◆ **What the task requires**:
Write out precisely the lines beginning with the line that contains "Exercise. Pick out the beaker" and ending with the last line of the entries, and no other lines.

+ + +

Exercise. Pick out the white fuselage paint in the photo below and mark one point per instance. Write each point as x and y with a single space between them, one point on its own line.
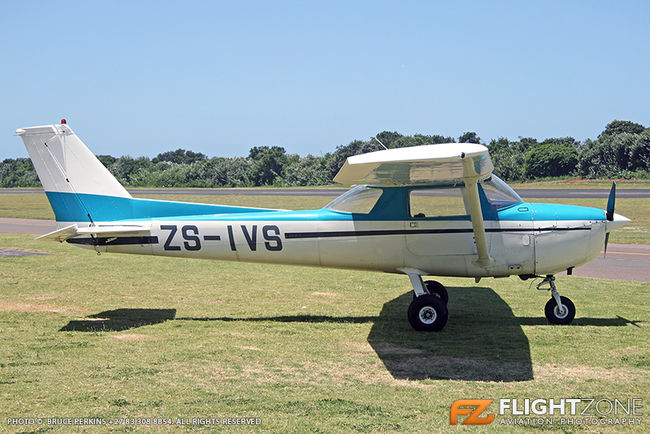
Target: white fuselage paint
516 247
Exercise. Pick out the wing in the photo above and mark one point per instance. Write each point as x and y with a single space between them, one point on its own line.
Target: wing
448 163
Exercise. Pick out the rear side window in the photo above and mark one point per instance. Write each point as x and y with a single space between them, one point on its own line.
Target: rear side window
437 202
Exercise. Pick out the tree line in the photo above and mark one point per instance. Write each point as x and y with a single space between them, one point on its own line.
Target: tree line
622 150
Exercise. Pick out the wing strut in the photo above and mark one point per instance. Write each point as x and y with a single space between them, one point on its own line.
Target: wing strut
471 183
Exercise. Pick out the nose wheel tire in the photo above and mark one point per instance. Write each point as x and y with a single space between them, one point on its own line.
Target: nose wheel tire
560 314
427 313
437 289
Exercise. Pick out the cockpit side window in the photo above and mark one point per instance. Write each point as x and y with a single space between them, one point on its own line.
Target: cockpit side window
359 200
437 202
499 194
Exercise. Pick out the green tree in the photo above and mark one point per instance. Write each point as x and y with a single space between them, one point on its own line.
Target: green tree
179 156
469 137
268 164
550 159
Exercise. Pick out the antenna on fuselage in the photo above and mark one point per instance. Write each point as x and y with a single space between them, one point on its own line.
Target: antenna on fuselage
380 143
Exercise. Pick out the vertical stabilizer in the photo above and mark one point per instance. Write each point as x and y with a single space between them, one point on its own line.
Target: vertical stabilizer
69 171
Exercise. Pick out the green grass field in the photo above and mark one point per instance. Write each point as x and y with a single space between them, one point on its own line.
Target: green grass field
35 205
304 349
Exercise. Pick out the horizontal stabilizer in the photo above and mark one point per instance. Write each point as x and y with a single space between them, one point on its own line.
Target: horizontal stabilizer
101 230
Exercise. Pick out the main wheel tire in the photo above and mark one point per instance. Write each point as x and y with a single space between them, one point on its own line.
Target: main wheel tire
555 316
437 289
427 313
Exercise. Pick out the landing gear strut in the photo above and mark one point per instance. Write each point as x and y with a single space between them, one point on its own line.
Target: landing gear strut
559 309
428 310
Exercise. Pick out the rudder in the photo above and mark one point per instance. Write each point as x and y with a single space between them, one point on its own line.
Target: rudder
69 172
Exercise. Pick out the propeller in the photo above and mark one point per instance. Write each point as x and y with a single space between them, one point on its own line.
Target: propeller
611 203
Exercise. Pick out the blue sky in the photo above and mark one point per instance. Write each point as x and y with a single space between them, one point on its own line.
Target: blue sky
142 77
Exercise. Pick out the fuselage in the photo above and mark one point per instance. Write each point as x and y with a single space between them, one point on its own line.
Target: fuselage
523 238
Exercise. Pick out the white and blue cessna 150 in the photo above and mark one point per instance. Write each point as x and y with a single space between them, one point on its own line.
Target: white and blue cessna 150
427 210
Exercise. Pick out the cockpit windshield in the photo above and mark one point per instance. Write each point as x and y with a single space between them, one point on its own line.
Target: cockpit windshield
499 194
360 200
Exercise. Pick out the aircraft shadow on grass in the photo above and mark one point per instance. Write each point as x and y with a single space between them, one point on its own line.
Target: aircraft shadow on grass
119 319
483 340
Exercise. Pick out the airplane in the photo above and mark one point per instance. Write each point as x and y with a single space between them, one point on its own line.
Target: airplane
431 210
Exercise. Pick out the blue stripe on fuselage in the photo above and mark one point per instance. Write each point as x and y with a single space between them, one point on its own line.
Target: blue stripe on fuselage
76 207
69 207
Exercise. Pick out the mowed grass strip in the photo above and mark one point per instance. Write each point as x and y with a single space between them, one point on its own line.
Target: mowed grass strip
304 349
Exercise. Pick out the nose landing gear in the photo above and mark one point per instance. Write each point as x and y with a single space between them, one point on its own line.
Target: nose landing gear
559 309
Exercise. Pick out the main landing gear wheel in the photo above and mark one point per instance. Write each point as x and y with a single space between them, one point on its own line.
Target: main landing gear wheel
563 314
428 313
437 289
559 309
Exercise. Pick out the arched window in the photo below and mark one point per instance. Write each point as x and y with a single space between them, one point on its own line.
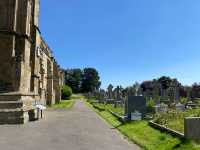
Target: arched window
3 17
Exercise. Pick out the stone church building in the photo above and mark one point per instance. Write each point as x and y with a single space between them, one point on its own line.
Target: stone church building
29 73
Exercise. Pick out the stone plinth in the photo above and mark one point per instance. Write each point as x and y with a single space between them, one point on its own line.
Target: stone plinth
15 108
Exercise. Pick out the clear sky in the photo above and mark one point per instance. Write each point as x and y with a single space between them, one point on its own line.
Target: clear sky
125 40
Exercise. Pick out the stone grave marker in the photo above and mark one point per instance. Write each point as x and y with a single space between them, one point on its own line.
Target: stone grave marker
135 104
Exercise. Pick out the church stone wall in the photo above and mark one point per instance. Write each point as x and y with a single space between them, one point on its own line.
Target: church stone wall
28 71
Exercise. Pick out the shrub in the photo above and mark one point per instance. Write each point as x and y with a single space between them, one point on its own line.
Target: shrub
66 92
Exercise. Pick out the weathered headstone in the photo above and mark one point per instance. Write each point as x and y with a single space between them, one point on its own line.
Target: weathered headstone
135 104
192 128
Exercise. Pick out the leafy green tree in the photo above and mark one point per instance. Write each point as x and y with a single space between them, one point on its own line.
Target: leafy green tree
165 82
73 78
91 80
66 92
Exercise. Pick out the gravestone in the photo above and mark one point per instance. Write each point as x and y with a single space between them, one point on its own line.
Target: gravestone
180 107
161 108
110 94
191 128
135 104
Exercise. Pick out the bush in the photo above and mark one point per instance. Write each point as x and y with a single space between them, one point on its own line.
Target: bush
66 92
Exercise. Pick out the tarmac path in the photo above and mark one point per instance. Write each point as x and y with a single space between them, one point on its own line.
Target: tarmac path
78 128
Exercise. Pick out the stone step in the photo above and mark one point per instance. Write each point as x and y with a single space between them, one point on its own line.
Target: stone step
10 104
12 121
13 116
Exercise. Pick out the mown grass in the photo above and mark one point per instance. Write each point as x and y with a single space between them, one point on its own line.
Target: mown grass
175 120
145 136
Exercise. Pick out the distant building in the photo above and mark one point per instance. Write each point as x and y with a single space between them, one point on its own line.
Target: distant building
28 72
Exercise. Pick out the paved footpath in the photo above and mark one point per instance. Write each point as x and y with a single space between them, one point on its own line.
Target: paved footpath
78 128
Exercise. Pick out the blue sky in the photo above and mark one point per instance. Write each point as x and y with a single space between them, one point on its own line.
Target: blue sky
126 41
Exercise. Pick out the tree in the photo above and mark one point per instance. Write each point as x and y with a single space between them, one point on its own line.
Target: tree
90 80
73 78
165 82
66 92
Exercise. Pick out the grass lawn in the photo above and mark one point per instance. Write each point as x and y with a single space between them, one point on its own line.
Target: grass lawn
147 137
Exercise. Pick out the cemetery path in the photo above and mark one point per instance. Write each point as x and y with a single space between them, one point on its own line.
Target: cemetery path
78 128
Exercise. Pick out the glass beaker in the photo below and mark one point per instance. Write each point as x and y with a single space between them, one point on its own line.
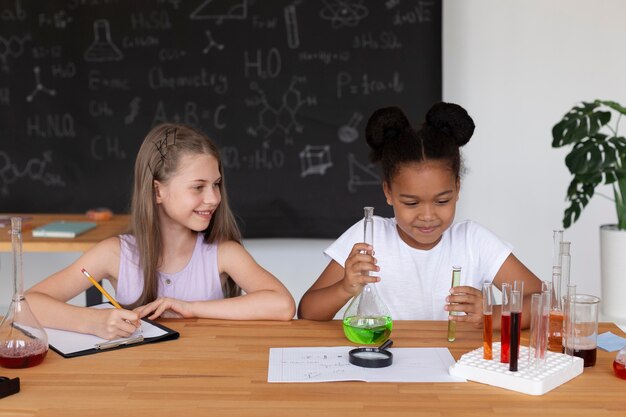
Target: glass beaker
584 340
367 319
23 342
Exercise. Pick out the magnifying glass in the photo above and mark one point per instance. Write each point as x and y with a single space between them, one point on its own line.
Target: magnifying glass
376 357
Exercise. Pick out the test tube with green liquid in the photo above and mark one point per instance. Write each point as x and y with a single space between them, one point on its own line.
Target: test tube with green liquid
456 281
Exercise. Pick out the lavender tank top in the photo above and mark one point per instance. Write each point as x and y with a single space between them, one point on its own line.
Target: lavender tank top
199 280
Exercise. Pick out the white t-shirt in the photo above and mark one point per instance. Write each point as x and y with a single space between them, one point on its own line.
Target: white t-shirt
414 283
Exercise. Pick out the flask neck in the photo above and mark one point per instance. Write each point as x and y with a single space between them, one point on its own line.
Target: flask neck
16 240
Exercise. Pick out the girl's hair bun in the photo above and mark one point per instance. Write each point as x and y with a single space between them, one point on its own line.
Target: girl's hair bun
383 125
451 119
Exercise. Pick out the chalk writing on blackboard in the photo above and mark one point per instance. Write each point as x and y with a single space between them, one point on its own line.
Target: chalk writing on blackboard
283 87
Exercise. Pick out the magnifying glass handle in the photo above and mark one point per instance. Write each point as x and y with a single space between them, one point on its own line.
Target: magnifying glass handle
385 345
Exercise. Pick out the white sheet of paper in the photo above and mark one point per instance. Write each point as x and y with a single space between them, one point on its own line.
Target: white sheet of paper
326 364
70 342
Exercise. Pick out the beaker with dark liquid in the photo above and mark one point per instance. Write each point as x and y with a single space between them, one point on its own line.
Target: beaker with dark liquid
23 342
367 319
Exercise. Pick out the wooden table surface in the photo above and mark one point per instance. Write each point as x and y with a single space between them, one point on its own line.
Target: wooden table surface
219 368
117 225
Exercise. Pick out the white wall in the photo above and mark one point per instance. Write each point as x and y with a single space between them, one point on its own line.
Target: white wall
517 66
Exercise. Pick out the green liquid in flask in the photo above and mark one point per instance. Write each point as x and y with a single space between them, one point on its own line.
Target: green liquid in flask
367 330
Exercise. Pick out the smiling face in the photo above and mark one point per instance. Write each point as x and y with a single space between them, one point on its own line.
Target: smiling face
423 196
191 195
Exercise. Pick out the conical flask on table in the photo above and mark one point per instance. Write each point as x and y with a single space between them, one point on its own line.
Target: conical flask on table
23 342
367 319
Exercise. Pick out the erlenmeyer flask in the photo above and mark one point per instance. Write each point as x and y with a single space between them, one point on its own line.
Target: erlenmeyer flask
367 319
23 342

+ + +

◆ **Finished answer**:
Exercise. Pick out the beaker with dark liquid in the photo above and mark one point per instance. Write each point as x and y with a single space between them, one point on its own line.
Target: beaker with dark liquid
23 342
367 319
Exercise. Pick out the wooden table surface in the photo above and mark one point per instance. Write each point as x and y with a single space between them, one point on its own line.
Target: wooden table surface
219 368
117 225
Exercise. Pick out the white wall in the photo above and mark one point per instance. Write each point as x and y with a single space between them, one point on its own line.
Target: white wall
517 66
Exercise. Pick out the green liquid in flask in the photo above and mark one point per instance. Write each point as x and y with a single space between them, one point on its own line.
Target: green liquid in flask
367 330
Exercise. Pick out the smiling face in the photo above and mark one point per instance. Write each point as x and y with a single space between them, one point on its own line.
Target: smiling face
423 196
191 195
Exercise. Pick out the conical flask on table in the photo above and mark one point per instance. Write each point as x and y with a single space between them, one point on its own line.
Target: conical flask on table
23 342
367 319
Exercise. Pick out the erlenmeyer flask in the photo above and mark one point per instance. Write each point as x and y with a single space between them, one point on its own line.
Target: erlenmeyer flask
367 319
23 342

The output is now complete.